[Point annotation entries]

......

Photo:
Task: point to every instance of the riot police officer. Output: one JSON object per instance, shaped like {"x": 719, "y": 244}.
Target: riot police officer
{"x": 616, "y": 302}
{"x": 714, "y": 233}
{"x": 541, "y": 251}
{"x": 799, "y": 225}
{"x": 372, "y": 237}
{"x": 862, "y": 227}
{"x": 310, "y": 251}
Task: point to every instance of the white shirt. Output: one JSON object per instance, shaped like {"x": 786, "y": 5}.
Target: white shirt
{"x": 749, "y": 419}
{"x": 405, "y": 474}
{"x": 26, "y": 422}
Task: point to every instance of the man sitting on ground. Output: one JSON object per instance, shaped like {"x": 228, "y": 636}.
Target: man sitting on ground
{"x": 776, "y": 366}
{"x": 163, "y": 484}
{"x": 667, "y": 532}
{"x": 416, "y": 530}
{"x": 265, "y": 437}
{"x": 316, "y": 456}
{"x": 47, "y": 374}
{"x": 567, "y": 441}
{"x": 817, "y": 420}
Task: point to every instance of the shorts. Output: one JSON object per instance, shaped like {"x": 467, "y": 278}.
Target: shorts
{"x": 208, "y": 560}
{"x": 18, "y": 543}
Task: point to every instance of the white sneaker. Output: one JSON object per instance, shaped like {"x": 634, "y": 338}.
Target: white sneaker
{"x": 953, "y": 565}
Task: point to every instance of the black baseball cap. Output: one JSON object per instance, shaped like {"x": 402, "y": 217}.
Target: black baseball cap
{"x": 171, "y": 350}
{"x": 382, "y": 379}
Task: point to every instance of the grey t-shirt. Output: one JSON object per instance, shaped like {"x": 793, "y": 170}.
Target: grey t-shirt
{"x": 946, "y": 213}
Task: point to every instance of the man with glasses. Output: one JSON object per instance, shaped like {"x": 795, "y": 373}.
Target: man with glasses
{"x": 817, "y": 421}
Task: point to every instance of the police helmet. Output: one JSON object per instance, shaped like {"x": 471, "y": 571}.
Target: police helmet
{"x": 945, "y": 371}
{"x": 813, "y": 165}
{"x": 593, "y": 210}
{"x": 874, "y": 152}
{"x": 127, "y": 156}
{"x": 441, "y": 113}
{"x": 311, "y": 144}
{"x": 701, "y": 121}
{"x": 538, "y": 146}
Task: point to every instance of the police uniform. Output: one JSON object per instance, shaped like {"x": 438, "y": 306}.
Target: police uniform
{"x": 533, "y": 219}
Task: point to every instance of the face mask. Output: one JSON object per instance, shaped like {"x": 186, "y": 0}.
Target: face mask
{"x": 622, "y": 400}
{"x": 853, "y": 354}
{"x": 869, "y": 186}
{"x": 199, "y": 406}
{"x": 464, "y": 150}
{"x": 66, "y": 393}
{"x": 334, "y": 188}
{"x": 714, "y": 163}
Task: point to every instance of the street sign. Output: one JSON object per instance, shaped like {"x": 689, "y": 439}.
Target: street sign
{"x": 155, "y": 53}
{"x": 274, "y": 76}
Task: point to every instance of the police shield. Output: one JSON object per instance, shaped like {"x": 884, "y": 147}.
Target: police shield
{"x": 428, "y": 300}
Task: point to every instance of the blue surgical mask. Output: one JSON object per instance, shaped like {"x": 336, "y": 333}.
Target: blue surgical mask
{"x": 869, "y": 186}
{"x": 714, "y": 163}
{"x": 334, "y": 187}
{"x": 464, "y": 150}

......

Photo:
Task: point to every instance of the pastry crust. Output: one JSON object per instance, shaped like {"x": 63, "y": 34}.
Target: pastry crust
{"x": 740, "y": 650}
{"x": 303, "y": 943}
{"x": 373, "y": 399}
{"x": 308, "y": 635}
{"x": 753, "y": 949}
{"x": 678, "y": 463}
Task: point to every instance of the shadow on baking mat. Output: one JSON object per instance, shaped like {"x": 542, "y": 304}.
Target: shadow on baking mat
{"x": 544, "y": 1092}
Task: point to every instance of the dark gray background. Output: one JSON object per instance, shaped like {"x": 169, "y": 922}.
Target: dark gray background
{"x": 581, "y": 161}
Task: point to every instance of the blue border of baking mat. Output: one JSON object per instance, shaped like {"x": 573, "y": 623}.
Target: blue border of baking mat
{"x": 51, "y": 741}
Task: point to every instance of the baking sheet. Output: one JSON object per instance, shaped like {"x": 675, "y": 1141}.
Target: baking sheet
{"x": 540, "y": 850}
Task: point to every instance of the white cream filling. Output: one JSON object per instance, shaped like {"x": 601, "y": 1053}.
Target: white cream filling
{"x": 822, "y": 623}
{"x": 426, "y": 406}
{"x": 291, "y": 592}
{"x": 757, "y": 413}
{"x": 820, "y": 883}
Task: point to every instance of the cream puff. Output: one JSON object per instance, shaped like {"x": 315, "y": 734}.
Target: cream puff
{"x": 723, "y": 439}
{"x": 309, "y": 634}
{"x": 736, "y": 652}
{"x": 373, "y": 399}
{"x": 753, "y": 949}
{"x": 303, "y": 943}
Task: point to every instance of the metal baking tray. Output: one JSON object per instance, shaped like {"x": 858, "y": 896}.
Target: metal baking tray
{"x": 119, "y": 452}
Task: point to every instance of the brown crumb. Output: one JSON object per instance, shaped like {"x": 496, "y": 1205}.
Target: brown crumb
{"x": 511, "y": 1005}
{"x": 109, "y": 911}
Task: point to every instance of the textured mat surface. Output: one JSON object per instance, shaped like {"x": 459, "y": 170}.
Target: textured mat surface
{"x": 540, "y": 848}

......

**The problem:** Tally the lines of the entries above that contain the string "surface", with case counting, and give only that number.

**The result:** 2